* _Excerpted text_:
════════════════
Upon inspection the alloy sealing buttons are binding in the top of the fork tube which has an internal taper up the top starting below the threads. Measurements with internal and external calipers revealed the difference was around 0.1mm so the aftermarket tubes have slightly thicker wall thickness.

The easiest fix was to reduce the diameter of the button by 0.1mm, but I don't have a lathe. So I came up with a solution with what I had to hand: plastic pipe, some wooden dowel, tiny panel pins, hand files and emery paper. The buttons are essentially static, when fitted, so while roundness and clearance is important, precision tolerances aren't required.

Kept taking off fractions until they fitted the tubes and the caps could be screwed on without resistance. Reused the standard orings as they were in good nick and had enough give not to jam or twist. A little rubber grease for assembly. Tested action of preload adjuster, and all good.

Done

 

[KiwiAlfa156]

Wheels cleaned up better than expected. Tyres were a bitch to get off. Ended cutting the front one off. Hard old rubber and cool temperatures. Next step to get the wheels and frame bolted together and run some strings to check alignment and then decide whether to build the straightening jig.

 

[KiwiAlfa156]

Straight forks fitted and tweaked steering head confirmed. Next steps degrease the engine, build straightening jig, refit engine and reset the steering head.
════════════════
* _Listed entries_:
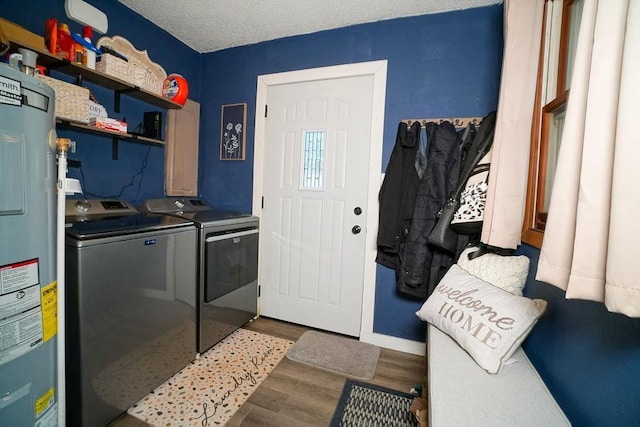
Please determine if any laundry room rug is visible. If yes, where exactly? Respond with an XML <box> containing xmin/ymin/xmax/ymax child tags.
<box><xmin>330</xmin><ymin>379</ymin><xmax>418</xmax><ymax>427</ymax></box>
<box><xmin>287</xmin><ymin>331</ymin><xmax>380</xmax><ymax>380</ymax></box>
<box><xmin>127</xmin><ymin>329</ymin><xmax>293</xmax><ymax>427</ymax></box>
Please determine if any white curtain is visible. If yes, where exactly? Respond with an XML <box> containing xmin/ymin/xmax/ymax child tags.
<box><xmin>536</xmin><ymin>0</ymin><xmax>640</xmax><ymax>317</ymax></box>
<box><xmin>482</xmin><ymin>0</ymin><xmax>544</xmax><ymax>248</ymax></box>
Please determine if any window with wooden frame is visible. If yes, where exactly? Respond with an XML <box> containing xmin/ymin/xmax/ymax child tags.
<box><xmin>522</xmin><ymin>0</ymin><xmax>584</xmax><ymax>248</ymax></box>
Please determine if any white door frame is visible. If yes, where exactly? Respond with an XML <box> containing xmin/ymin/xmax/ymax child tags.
<box><xmin>252</xmin><ymin>60</ymin><xmax>387</xmax><ymax>341</ymax></box>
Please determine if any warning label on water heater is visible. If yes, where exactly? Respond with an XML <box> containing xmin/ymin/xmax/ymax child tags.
<box><xmin>0</xmin><ymin>259</ymin><xmax>43</xmax><ymax>365</ymax></box>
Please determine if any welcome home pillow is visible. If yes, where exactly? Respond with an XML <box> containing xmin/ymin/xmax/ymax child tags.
<box><xmin>416</xmin><ymin>264</ymin><xmax>547</xmax><ymax>374</ymax></box>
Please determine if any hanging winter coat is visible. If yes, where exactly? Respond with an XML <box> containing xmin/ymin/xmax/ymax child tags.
<box><xmin>376</xmin><ymin>122</ymin><xmax>420</xmax><ymax>270</ymax></box>
<box><xmin>396</xmin><ymin>122</ymin><xmax>462</xmax><ymax>299</ymax></box>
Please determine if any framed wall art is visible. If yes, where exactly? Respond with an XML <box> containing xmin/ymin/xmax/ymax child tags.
<box><xmin>220</xmin><ymin>104</ymin><xmax>247</xmax><ymax>160</ymax></box>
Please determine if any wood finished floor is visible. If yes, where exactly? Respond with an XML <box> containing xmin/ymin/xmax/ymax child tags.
<box><xmin>110</xmin><ymin>317</ymin><xmax>424</xmax><ymax>427</ymax></box>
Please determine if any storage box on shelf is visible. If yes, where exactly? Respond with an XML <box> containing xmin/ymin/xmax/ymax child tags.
<box><xmin>36</xmin><ymin>74</ymin><xmax>89</xmax><ymax>123</ymax></box>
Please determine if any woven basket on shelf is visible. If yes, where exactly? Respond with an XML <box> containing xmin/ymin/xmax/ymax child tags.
<box><xmin>36</xmin><ymin>74</ymin><xmax>89</xmax><ymax>123</ymax></box>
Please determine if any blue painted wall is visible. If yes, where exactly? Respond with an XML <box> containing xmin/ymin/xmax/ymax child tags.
<box><xmin>200</xmin><ymin>6</ymin><xmax>502</xmax><ymax>341</ymax></box>
<box><xmin>0</xmin><ymin>0</ymin><xmax>200</xmax><ymax>205</ymax></box>
<box><xmin>518</xmin><ymin>245</ymin><xmax>640</xmax><ymax>426</ymax></box>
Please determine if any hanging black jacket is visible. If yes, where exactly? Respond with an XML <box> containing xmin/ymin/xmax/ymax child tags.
<box><xmin>396</xmin><ymin>122</ymin><xmax>461</xmax><ymax>299</ymax></box>
<box><xmin>376</xmin><ymin>122</ymin><xmax>420</xmax><ymax>269</ymax></box>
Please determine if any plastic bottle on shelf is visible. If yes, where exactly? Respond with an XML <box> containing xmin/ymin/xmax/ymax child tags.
<box><xmin>82</xmin><ymin>25</ymin><xmax>96</xmax><ymax>70</ymax></box>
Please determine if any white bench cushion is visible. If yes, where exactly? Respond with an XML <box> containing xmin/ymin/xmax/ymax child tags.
<box><xmin>427</xmin><ymin>325</ymin><xmax>571</xmax><ymax>427</ymax></box>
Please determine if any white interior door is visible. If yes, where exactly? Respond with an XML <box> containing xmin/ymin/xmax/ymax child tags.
<box><xmin>260</xmin><ymin>75</ymin><xmax>374</xmax><ymax>336</ymax></box>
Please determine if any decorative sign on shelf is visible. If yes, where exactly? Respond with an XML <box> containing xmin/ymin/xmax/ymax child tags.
<box><xmin>220</xmin><ymin>104</ymin><xmax>247</xmax><ymax>160</ymax></box>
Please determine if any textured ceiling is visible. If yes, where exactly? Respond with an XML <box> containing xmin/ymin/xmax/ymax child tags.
<box><xmin>119</xmin><ymin>0</ymin><xmax>502</xmax><ymax>53</ymax></box>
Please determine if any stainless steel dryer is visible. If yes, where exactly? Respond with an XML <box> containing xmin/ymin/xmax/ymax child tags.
<box><xmin>65</xmin><ymin>200</ymin><xmax>197</xmax><ymax>426</ymax></box>
<box><xmin>140</xmin><ymin>197</ymin><xmax>259</xmax><ymax>353</ymax></box>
════════════════
* _What you need to do_:
(1) In the motorcycle restoration thread, what did the writer use to fix the sealing buttons without a lathe?
(2) Please write what comes next in the motorcycle restoration thread, starting after its final post.

* _Task-by-task answers_:
(1) Plastic pipe, wooden dowel, tiny panel pins, hand files and emery paper.

(2)
[KiwiAlfa156]

Frame jig 2 is coming along nicely. Used a plumb bob and spirit levels to centrepunch some centreline reference marks on the frame and swing arm. The datum was string lines off the sides of the rear rim -checked square against the swing arm piovt- and pleasingly this mapped the exact centre of the swing arm pivot and frame cross tube. Did some diagonal measurements between front engine mounts and the swing arm and they were identical I have confidence that apart from the tweaked steering head, the frame backward from there is straight.

So after some more sitting, staring, and imagining the forces I'll be applying and paths of transmission, I cut some steel and did some arc welding. The chassis with engine bolted in forms the rigid mass for the jig frame.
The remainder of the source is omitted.